The other day, my coworker, Deb, showed me her new Android device, which is actually her first smartphone.  She purchased the HTC One.  In my opinion, the phone has spectacular hardware, but lousy software…  She was hoping to get the Nokia Lumia 928, but it was not on sale when she went to Best Buy.

Battery Saver option in Windows Phone 8. *photo courtesy of nokiawp.com

Battery Saver option in Windows Phone 8.
*photo courtesy of nokiawp.com

Deb learned quickly that a smartphone’s battery life is very short, needing to be charged more than once a day.    She didn’t understand why it needed to be charged halfway through her work day, because she wasn’t using it at work.  I explained that smartphones, like desktop computers, have processes running in the background.  I also explained that the phone has to try harder to find a cellular signal since we work indoors.

WP7

Battery Saver option on Windows Phone 7.

#####

▶ STUDY QUESTIONS
[a] Rewrite the post about smartphone battery life from "The other day, my" up to and including "we work indoors.", replacing "Battery Saver" with "Power Saver".
[b] In the post about smartphone battery life, which phone did the coworker purchase?

#####

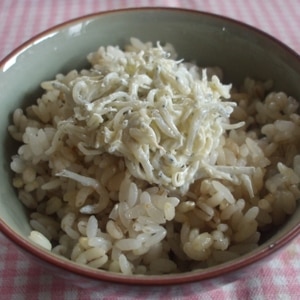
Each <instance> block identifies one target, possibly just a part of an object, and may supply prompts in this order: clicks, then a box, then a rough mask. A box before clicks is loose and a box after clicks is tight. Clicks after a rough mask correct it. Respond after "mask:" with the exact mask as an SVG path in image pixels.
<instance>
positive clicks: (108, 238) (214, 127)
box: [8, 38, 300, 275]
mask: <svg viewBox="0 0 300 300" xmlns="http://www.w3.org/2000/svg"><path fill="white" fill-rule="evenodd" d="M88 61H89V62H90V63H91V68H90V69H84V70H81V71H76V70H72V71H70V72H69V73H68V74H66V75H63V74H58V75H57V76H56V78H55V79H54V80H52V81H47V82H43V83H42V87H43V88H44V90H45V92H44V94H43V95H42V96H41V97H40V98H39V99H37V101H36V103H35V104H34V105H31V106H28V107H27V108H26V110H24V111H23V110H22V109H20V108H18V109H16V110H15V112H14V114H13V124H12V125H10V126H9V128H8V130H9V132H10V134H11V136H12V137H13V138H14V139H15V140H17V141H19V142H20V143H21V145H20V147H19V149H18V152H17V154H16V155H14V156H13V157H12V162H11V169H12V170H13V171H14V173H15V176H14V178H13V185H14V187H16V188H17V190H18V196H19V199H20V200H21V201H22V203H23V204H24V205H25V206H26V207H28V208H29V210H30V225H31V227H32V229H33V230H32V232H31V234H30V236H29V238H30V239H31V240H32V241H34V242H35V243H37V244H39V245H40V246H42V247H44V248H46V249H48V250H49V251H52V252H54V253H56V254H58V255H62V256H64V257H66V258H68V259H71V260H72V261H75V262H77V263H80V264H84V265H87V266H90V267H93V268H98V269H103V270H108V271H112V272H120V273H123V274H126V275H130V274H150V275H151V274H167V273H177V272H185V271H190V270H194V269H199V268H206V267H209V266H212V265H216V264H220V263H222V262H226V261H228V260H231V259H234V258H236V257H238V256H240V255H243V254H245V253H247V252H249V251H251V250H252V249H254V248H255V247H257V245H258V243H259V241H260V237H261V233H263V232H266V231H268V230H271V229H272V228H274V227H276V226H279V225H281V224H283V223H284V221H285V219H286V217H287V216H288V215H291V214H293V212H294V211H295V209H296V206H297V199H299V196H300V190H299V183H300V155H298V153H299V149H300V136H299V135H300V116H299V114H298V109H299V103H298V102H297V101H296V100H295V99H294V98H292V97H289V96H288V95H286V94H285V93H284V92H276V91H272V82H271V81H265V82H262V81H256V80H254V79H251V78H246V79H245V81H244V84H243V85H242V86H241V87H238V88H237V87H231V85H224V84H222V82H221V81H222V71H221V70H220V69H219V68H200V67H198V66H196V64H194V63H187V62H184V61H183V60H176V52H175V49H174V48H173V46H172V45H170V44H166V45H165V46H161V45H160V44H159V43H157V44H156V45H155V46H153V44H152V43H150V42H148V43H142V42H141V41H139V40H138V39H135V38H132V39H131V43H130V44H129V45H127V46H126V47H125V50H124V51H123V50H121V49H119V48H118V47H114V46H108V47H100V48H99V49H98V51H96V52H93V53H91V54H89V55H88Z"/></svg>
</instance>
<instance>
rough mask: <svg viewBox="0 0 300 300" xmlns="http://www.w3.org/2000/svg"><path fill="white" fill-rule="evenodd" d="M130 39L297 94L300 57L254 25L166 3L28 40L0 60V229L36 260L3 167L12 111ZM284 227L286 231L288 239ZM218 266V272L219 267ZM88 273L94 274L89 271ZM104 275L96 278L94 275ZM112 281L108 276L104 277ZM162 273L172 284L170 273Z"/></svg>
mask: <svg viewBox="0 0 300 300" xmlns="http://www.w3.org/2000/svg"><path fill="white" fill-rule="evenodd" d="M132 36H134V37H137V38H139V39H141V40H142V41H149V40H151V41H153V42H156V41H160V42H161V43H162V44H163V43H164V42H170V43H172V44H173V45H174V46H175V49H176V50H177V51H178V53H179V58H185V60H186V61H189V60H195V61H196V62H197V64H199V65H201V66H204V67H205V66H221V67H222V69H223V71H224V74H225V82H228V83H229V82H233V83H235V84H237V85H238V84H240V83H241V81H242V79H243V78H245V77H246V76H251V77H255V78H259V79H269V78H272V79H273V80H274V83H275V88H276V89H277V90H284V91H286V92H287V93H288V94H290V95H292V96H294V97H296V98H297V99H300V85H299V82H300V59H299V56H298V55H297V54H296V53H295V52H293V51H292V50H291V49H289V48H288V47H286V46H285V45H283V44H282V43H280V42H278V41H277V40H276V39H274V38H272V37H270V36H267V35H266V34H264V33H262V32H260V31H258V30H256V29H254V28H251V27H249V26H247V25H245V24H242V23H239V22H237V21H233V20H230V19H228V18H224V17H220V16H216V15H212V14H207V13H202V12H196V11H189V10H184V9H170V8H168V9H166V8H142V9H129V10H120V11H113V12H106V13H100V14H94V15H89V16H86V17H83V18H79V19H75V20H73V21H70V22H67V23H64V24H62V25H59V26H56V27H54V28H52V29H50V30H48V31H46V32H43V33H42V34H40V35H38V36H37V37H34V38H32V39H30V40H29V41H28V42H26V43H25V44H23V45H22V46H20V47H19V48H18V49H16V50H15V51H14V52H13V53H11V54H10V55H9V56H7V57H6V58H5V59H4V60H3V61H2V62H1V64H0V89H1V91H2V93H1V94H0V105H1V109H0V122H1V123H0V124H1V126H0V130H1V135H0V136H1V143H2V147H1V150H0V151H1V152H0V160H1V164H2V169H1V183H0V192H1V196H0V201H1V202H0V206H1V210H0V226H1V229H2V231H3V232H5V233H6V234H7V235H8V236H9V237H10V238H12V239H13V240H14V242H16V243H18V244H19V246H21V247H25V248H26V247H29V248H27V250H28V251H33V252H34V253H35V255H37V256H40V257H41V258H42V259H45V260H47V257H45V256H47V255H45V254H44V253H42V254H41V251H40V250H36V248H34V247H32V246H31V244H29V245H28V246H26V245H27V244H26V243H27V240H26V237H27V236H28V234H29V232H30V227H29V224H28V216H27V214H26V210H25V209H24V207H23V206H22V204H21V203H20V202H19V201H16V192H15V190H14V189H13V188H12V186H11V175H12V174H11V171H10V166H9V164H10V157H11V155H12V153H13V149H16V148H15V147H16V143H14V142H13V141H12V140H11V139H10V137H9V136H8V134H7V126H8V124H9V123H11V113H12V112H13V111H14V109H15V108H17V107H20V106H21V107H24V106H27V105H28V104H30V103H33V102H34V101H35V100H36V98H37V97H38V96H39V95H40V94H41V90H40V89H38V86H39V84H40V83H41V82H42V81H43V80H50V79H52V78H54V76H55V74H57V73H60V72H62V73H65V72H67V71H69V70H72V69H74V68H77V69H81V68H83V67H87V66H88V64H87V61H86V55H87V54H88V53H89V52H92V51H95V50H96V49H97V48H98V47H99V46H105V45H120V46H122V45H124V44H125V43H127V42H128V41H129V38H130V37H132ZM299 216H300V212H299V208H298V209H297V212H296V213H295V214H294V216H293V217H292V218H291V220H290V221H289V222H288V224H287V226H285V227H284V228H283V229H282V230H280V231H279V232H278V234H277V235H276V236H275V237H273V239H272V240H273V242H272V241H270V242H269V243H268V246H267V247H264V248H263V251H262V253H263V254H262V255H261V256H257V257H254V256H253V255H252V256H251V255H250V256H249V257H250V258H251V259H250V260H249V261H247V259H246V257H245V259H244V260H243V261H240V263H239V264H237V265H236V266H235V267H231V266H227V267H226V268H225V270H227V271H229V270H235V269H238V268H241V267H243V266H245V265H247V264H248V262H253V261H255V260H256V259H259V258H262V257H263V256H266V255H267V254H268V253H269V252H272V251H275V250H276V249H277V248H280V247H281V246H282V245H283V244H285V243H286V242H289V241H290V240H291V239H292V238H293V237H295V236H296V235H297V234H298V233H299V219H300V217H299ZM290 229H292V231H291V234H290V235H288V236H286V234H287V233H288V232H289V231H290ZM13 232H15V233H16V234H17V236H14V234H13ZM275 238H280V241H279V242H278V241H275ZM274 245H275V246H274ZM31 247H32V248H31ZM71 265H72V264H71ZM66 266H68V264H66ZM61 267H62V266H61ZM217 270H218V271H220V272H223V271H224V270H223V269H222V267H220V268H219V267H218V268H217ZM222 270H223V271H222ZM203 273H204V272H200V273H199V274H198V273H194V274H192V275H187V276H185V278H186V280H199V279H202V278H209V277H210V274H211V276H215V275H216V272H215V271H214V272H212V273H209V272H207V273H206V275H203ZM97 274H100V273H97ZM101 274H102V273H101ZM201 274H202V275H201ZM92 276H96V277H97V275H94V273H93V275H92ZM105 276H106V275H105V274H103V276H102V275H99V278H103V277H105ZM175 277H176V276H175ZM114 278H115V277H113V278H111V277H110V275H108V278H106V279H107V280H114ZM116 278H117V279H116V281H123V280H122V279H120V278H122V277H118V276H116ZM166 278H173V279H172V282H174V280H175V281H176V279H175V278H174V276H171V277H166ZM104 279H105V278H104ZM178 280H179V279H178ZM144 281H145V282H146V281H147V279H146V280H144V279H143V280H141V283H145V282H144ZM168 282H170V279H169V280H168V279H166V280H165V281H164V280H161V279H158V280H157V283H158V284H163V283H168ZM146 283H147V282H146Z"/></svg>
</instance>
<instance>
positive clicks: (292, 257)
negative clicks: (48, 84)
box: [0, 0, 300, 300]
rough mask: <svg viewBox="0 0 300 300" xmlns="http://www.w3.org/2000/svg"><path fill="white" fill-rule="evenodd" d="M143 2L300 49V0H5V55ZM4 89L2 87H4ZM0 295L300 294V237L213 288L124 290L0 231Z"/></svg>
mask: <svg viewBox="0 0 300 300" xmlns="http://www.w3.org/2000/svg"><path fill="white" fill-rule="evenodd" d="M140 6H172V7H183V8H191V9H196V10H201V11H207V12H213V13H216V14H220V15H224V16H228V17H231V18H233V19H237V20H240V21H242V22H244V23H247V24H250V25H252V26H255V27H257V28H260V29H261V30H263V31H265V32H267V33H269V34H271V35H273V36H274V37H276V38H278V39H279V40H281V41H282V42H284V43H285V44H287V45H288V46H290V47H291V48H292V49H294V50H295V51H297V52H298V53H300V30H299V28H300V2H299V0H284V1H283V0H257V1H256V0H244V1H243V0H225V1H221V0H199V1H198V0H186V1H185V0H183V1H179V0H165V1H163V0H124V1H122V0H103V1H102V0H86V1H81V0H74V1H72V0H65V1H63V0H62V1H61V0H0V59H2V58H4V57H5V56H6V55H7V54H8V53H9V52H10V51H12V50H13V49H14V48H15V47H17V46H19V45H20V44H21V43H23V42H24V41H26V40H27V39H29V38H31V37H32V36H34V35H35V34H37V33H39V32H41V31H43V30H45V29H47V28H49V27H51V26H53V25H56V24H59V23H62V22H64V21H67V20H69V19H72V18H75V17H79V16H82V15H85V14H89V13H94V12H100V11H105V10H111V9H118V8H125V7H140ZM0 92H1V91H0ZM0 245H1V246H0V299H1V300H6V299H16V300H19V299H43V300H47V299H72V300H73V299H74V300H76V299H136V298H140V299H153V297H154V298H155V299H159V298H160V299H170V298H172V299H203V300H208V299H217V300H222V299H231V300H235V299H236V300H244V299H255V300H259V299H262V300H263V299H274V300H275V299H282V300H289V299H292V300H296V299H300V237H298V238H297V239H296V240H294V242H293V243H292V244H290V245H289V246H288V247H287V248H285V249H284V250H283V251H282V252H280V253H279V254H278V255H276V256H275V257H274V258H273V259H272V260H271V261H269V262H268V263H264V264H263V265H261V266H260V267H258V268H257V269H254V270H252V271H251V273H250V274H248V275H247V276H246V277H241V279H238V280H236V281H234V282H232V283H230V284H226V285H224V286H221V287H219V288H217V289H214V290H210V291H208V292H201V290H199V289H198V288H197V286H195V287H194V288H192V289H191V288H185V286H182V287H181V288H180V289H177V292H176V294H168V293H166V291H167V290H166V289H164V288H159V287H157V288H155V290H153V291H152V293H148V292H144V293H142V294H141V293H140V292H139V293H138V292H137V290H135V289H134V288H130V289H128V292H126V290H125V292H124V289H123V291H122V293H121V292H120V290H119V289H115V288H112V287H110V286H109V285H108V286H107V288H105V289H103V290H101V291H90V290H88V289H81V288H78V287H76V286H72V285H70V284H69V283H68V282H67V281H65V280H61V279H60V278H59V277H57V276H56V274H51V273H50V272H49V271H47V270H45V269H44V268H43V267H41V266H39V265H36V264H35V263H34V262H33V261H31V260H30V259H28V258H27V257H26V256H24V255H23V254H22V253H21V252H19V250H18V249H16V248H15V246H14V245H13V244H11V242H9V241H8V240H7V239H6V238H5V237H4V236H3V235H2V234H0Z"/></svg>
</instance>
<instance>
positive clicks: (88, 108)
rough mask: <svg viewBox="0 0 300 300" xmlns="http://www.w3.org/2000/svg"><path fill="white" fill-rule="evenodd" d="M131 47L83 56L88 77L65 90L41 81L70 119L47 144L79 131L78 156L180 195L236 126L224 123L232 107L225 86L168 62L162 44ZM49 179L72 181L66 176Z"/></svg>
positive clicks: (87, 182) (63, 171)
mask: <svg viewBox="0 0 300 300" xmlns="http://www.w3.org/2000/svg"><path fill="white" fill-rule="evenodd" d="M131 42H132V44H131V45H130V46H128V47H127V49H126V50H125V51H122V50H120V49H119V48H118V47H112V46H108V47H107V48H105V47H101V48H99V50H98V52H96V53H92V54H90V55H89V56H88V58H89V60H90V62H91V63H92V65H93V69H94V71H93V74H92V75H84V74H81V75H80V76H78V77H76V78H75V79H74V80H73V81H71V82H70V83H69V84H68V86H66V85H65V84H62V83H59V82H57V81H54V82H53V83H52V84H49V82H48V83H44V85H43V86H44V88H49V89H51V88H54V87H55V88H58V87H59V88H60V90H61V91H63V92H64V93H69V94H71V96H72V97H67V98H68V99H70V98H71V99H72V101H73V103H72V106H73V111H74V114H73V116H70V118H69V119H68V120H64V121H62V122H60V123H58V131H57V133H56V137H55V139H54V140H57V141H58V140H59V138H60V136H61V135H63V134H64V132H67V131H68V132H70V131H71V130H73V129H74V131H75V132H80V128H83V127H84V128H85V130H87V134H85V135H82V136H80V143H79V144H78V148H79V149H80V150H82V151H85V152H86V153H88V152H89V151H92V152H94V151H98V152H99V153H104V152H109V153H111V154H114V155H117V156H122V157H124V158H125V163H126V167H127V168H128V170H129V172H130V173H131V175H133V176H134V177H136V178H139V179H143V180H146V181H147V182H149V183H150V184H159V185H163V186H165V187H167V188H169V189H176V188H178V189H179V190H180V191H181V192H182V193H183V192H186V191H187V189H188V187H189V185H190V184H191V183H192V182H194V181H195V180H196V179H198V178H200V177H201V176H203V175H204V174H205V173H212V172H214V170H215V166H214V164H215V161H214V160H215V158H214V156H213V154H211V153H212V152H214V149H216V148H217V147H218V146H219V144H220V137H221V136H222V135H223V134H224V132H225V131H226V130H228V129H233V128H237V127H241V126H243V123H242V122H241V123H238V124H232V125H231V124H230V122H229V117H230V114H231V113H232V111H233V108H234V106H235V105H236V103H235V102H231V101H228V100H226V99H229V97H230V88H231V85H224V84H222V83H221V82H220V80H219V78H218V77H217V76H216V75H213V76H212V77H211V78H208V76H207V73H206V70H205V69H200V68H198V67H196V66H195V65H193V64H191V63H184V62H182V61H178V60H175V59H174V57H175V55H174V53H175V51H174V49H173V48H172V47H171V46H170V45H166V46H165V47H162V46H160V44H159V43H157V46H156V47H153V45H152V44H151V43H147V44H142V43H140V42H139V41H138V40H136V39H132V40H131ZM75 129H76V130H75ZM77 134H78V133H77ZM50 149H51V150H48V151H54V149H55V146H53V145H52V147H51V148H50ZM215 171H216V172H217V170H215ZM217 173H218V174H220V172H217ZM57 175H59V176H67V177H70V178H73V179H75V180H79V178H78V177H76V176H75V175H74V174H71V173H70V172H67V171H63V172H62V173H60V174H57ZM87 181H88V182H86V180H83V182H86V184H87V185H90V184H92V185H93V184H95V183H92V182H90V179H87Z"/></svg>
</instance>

#####

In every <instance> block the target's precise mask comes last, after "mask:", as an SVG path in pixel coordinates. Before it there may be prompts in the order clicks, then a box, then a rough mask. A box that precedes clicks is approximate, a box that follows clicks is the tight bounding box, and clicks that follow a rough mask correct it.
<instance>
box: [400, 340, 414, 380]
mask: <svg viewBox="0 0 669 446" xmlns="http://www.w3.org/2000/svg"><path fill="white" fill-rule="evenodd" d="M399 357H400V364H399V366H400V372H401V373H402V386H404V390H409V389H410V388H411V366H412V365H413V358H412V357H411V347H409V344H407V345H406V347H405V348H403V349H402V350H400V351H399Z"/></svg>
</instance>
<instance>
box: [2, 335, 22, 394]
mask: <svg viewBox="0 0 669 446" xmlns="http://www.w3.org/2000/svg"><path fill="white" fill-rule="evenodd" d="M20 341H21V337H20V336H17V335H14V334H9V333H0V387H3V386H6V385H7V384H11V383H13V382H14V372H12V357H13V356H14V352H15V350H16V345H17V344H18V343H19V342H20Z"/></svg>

#####

▶ SOLUTIONS TO THE TASKS
[a]
The other day, my coworker, Deb, showed me her new Android device, which is actually her first smartphone.  She purchased the HTC One.  In my opinion, the phone has spectacular hardware, but lousy software…  She was hoping to get the Nokia Lumia 928, but it was not on sale when she went to Best Buy.

Power Saver option in Windows Phone 8. *photo courtesy of nokiawp.com

Power Saver option in Windows Phone 8.
*photo courtesy of nokiawp.com

Deb learned quickly that a smartphone’s battery life is very short, needing to be charged more than once a day.    She didn’t understand why it needed to be charged halfway through her work day, because she wasn’t using it at work.  I explained that smartphones, like desktop computers, have processes running in the background.  I also explained that the phone has to try harder to find a cellular signal since we work indoors.

[b] The HTC One.